Object position labeling entries:

[START]

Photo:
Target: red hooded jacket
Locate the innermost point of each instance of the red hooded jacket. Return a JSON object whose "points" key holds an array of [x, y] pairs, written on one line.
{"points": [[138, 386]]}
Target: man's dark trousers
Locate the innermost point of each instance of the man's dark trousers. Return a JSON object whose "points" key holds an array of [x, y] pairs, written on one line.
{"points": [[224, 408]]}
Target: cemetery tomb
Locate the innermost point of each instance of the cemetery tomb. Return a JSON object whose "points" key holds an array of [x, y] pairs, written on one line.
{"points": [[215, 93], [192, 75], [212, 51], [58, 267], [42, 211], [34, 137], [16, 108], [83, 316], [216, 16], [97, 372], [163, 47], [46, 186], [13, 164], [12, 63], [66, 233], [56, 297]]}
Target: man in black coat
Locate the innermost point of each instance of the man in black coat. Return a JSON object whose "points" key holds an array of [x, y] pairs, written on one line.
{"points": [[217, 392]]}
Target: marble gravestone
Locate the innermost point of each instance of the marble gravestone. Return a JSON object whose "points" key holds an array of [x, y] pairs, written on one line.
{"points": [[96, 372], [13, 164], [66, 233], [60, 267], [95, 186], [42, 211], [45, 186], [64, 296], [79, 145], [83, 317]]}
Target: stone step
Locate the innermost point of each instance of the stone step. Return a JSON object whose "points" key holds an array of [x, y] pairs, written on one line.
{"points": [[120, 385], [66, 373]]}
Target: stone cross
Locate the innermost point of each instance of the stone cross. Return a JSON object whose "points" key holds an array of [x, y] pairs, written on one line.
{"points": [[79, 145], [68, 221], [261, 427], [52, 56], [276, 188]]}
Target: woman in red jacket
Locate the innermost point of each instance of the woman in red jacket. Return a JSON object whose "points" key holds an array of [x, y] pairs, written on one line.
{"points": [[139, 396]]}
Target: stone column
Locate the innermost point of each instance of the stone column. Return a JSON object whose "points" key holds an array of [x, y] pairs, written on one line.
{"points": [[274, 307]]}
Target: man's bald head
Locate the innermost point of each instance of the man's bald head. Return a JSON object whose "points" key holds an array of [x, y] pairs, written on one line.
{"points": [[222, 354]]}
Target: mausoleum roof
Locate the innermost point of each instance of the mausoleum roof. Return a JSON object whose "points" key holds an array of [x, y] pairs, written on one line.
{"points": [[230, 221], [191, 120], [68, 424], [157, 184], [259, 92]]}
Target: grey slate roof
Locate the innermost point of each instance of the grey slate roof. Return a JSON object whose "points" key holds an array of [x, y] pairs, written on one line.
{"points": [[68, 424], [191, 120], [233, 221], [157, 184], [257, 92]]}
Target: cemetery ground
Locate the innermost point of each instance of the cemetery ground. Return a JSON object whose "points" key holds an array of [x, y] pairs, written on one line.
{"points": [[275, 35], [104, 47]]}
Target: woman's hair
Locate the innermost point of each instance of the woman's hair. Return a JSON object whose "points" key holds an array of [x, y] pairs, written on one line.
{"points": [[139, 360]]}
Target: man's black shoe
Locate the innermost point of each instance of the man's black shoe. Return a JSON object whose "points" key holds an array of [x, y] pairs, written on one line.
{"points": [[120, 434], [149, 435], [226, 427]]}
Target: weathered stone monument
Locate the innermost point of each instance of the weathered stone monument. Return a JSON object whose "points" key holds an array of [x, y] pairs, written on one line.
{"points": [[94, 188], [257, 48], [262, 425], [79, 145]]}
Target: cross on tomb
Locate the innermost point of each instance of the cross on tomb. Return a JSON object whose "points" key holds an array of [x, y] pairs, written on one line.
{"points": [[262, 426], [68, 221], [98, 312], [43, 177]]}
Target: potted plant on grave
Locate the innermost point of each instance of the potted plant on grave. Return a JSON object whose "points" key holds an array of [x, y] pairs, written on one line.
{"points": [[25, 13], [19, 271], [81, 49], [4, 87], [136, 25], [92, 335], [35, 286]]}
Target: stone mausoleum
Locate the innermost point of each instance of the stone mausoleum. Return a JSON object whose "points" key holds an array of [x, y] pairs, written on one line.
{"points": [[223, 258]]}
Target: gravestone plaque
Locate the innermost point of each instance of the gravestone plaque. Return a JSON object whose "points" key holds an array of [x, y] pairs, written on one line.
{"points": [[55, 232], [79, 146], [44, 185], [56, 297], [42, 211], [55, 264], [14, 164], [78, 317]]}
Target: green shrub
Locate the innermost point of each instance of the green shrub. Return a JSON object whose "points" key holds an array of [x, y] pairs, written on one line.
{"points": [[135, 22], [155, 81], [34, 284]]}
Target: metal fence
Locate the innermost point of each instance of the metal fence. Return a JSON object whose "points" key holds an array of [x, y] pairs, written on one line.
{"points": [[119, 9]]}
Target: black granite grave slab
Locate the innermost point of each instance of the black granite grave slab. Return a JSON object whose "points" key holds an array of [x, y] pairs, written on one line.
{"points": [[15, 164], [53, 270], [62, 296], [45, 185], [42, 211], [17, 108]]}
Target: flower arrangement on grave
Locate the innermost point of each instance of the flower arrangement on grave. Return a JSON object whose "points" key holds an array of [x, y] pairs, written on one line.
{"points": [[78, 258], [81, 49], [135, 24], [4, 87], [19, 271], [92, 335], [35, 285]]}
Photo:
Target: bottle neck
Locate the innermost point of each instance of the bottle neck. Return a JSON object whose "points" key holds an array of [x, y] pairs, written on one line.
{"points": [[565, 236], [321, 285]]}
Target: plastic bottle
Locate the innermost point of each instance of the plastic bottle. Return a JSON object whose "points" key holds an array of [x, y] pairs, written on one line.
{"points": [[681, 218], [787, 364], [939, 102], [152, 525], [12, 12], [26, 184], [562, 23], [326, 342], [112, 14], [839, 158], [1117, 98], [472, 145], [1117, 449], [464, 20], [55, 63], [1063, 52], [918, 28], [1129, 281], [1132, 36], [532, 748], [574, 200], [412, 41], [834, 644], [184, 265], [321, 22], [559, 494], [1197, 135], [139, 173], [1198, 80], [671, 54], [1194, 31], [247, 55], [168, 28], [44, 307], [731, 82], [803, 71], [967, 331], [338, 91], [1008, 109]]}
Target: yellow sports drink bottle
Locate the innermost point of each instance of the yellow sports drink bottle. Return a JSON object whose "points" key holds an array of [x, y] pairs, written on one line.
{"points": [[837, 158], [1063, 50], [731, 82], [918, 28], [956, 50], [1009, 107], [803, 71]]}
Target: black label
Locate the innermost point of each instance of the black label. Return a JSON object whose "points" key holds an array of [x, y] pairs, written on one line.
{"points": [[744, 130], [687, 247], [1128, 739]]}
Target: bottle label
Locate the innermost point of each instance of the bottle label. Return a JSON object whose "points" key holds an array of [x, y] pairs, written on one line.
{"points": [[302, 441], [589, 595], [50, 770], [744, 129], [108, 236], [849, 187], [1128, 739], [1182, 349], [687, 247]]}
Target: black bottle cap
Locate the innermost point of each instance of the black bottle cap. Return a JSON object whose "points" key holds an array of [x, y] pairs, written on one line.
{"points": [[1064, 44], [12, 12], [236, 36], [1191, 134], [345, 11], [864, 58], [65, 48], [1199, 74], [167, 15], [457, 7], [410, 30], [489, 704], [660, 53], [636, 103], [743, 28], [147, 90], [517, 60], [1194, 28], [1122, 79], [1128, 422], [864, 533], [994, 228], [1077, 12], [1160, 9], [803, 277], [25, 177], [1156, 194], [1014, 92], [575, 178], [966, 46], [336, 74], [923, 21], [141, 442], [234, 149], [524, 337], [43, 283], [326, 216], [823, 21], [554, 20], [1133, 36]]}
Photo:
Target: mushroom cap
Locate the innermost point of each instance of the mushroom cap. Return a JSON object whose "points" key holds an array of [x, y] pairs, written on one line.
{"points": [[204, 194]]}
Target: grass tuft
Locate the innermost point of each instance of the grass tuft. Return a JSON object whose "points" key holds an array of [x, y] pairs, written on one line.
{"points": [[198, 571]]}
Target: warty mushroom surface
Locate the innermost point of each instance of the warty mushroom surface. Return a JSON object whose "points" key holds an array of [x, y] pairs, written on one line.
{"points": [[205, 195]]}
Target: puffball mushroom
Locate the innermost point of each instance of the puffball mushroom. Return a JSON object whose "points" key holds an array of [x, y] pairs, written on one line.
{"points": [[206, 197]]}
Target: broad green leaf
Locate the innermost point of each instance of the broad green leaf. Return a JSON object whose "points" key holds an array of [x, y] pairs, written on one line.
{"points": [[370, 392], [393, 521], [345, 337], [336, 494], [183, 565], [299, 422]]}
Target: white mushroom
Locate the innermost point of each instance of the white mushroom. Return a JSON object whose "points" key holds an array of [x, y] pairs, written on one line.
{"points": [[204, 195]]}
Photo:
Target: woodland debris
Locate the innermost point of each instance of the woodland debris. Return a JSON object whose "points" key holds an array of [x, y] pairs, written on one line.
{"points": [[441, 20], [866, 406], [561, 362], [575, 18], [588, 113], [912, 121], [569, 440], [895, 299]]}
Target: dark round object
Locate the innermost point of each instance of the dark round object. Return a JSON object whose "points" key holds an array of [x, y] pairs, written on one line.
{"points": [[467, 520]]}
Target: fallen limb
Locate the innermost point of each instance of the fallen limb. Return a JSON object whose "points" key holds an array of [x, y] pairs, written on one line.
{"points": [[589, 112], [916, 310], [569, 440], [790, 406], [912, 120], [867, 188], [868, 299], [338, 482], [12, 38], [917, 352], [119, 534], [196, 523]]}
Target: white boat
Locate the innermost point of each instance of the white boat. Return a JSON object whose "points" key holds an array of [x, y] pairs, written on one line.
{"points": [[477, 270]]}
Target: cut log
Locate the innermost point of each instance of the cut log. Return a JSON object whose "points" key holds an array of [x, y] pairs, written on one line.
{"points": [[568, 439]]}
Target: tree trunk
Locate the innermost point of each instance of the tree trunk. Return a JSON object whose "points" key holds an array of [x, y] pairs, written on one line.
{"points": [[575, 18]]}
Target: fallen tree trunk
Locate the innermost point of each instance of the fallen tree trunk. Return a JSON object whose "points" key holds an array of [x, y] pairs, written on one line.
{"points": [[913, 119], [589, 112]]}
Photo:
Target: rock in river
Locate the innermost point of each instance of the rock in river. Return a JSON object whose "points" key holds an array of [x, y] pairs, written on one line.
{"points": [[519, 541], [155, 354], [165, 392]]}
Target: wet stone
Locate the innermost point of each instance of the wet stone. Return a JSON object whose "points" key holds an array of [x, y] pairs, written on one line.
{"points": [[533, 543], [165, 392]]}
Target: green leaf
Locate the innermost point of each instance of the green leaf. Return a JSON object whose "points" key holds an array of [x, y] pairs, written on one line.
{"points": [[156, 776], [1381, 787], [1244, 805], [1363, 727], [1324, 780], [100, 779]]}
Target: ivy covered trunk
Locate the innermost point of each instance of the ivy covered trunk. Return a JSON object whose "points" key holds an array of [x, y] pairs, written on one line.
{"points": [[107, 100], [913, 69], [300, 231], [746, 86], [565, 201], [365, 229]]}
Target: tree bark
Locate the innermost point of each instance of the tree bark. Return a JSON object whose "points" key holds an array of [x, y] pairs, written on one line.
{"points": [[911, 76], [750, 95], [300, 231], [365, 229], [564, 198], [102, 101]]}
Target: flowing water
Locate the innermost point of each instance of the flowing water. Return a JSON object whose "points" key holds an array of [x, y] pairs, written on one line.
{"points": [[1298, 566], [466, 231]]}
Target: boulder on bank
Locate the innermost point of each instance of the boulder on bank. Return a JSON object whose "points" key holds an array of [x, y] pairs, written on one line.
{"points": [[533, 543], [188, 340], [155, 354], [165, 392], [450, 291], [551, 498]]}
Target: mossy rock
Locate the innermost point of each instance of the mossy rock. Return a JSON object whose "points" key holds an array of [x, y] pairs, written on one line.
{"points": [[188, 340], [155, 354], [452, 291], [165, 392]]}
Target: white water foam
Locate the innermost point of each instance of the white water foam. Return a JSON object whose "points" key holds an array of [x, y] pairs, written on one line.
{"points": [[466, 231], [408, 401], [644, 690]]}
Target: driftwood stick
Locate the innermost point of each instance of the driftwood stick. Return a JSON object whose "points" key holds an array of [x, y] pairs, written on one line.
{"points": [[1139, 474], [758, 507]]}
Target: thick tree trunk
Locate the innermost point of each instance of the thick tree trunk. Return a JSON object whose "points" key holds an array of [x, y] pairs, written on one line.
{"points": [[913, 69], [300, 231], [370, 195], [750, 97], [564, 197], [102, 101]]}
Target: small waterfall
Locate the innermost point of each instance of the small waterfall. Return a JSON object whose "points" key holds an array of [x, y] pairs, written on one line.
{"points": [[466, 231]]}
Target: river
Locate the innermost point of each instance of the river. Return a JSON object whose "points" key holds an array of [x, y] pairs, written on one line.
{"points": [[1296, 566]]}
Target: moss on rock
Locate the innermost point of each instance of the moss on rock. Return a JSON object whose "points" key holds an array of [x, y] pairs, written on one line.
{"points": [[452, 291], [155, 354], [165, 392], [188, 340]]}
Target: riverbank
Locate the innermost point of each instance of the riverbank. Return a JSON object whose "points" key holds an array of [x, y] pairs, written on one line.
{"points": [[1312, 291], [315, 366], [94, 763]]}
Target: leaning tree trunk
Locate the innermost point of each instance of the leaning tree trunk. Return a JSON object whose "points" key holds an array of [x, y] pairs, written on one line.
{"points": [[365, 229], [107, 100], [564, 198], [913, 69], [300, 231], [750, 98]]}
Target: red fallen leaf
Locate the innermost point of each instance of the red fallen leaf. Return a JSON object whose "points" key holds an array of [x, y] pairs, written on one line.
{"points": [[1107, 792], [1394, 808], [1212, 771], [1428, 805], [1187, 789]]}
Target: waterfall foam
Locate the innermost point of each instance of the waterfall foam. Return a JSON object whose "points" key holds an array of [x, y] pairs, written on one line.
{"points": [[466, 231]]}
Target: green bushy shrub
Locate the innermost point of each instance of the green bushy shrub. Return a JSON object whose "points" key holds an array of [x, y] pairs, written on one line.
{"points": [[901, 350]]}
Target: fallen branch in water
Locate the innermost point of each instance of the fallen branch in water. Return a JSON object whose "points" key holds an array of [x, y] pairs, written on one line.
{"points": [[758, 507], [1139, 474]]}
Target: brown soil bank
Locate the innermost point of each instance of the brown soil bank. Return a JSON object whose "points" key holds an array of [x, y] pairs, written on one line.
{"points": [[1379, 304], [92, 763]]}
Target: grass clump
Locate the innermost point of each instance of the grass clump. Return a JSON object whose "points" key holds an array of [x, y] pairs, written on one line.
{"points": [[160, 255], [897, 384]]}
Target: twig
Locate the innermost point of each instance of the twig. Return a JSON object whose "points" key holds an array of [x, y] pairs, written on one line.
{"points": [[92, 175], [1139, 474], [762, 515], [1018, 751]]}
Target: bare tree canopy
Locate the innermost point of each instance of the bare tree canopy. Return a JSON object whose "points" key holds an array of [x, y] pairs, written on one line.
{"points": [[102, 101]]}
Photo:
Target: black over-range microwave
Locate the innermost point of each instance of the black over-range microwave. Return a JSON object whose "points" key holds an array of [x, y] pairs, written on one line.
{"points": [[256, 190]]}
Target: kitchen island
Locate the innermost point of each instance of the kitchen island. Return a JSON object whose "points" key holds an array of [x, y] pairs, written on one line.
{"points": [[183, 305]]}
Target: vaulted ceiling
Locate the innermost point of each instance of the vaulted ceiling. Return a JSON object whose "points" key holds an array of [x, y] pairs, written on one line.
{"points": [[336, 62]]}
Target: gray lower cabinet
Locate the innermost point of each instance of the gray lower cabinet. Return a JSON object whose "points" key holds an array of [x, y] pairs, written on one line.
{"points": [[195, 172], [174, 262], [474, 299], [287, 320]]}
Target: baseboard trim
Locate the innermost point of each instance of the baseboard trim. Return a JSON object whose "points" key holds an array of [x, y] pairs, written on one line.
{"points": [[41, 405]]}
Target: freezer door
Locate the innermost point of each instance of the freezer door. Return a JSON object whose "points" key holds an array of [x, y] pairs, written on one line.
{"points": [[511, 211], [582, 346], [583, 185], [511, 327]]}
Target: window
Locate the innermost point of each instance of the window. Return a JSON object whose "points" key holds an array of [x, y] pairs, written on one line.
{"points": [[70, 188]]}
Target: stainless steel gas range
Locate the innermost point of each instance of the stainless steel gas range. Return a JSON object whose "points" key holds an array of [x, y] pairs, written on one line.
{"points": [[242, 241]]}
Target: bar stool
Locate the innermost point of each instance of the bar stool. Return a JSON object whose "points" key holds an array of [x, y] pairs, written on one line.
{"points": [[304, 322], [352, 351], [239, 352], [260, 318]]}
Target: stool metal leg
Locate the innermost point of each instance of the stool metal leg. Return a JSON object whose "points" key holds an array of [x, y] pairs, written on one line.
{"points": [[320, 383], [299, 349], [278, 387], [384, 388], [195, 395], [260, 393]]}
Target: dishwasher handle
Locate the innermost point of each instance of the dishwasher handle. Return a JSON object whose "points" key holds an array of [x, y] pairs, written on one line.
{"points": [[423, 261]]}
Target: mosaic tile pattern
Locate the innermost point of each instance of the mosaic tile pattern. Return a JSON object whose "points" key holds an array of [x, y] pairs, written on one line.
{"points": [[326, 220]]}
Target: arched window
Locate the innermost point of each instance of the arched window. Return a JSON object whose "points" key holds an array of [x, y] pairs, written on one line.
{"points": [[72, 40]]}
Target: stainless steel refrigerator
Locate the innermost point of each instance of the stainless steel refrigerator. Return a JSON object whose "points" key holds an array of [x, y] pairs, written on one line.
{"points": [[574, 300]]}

[END]

PROBLEM TO SOLVE ::
Reproduce the lines of the entries above exactly, but only from the line containing "Target: stainless steel gas range" through the final line.

TASK RESPONSE ::
Target: stainless steel gas range
Locate the innermost point of each instance of the stainless steel gas range. Return a JSON object whose "points" key holds an array of [x, y] pairs, written on one line.
{"points": [[242, 241]]}
Target: bar stool
Locate the innermost point of each instance of the bar stool. Return a JSON object whose "points" key holds an array of [x, y] pairs, written on one line.
{"points": [[304, 322], [352, 351], [239, 352], [260, 318]]}
Target: stool metal leg
Locate the innermost point of each instance of the stool metal leg. Return a JSON object whose "points" key holds an array of [x, y] pairs, written on one line.
{"points": [[320, 383], [299, 349], [278, 387], [384, 388], [195, 395], [260, 393]]}
Target: dishwasher handle
Locate the innermost point of each instance of the dishwasher handle. Return a JSON object whose "points" key holds an array of [x, y] pairs, written on one line.
{"points": [[423, 261]]}
Target: mosaic tile pattern
Locate the innermost point of each instance of the mosaic tile pattern. Return a JSON object whose "points" key holds an array of [x, y] pairs, written on one line.
{"points": [[326, 220]]}
Target: arched window
Locate the innermost point of each instance of the arched window. Return a JSON object whose "points" key holds an array of [x, y] pairs, written on one line.
{"points": [[72, 40]]}
Target: stainless steel refrigerator
Locate the innermost point of each instance of the stainless steel refrigerator. Return a JSON object whose "points" key holds an array of [x, y] pairs, written on one line.
{"points": [[574, 300]]}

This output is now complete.